→ Exercise
Rewrite the passage of the text on LLM tool routing that begins with "An oracle analysis" and ends after "the correct tool.", substituting "ablation study" for "oracle analysis".

Overview
This research investigates the degradation of routing accuracy in production Large Language Model (LLM) assistants as the catalog of specialized tools and agents expands. The study focuses on single-step routing within a deployed enterprise productivity assistant, analyzing performance across various scales and identifying contributing factors to accuracy decline. It also evaluates a recovery mechanism involving embedding-based shortlisting.
Research Context
Production LLM assistants are increasingly employed to route user requests to specialized tools. As the libraries of these tools grow, a key concern is how routing accuracy changes with increasing complexity and scale. The study specifically addresses how routing accuracy degrades when handling under-specified requests directed at growing libraries of specialized tools.
Approach
The study utilized a 110-agent, 584-tool catalog derived from a deployed enterprise productivity assistant. The evaluation focused on single-step routing. Three frontier LLM models were assessed at scales ranging from 10 to 110 agents. Routing F1 score was used as the primary metric for performance measurement, specifically for under-specified requests.
An oracle analysis was conducted to decompose observed routing degradation into two components:
- Retrieval gap: Attributed to the model's inability to surface the correct tool.
- Confusion gap: Represents the drop in the oracle ceiling even with perfect retrieval, suggesting inherent difficulty in distinguishing between tools.
To evaluate a recovery mechanism, embedding-based shortlisting was implemented. Its effectiveness was assessed across all three models and two providers. The recovery mechanism's performance was further validated through a production annotation study. This study involved 1,435 human-labeled utterances and engaged three annotators to evaluate performance on real traffic data.
Findings
- Routing F1 scores on under-specified requests decreased by 16 to 23 percentage points across the three evaluated models when scaling from 10 to 110 agents.
- The oracle analysis indicated a retrieval gap as a contributor to degradation.
- The analysis also identified a confusion gap, where the oracle ceiling dropped by 10 percentage points, even if perfect retrieval were achieved.
- Embedding-based shortlisting recovered +10 to +11 percentage points in F1 at full scale across all three models and two providers in the initial evaluations.
- The production annotation study, using 1,435 human-labeled utterances from three annotators, confirmed recovery on real traffic. This study showed a recovery of +10 to +17 percentage points in F1, despite an observed 10 to 15 percentage point lower absolute performance compared to the initial evaluations.
Why This Matters
The findings quantify the performance degradation of LLM agent routing systems in enterprise settings as the number of agents and tools increases. Identifying both retrieval and confusion as contributing factors provides specific areas for research and development. The demonstrated effectiveness of embedding-based shortlisting as a recovery mechanism offers a practical approach to mitigating accuracy losses in production environments.

→ Stored data
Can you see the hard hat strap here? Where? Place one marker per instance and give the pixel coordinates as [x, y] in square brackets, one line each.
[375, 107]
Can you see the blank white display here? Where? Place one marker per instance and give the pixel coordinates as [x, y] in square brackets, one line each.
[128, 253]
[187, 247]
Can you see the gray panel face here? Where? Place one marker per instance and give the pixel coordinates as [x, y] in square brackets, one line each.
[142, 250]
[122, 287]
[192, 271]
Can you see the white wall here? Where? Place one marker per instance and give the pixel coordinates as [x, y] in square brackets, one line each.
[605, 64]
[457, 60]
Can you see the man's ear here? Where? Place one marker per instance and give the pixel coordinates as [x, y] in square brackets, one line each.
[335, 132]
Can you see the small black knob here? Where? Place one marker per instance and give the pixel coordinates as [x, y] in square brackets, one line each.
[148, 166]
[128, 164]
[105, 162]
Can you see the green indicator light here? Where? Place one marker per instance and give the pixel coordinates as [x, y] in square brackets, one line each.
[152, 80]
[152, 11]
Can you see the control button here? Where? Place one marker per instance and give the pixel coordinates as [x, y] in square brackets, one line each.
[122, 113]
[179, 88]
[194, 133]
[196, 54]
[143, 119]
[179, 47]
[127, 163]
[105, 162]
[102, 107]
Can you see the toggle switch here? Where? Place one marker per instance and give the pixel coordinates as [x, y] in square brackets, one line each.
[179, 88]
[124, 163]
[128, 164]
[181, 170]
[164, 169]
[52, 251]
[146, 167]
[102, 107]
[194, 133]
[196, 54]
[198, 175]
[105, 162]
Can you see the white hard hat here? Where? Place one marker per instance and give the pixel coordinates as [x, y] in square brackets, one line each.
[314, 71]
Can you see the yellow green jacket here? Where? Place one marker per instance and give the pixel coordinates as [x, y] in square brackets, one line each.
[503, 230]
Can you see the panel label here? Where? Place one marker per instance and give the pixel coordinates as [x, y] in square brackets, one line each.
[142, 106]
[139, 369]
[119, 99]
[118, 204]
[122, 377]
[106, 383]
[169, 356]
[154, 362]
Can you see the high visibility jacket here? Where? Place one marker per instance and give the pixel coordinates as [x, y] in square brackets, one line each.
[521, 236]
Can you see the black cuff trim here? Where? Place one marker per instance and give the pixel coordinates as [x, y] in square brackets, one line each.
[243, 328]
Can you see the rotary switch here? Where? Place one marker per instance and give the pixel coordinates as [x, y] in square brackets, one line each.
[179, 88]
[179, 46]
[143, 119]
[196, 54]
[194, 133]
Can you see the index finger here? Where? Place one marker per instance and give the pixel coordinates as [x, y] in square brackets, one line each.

→ Exercise response
An ablation study was conducted to decompose observed routing degradation into two components:
- Retrieval gap: Attributed to the model's inability to surface the correct tool.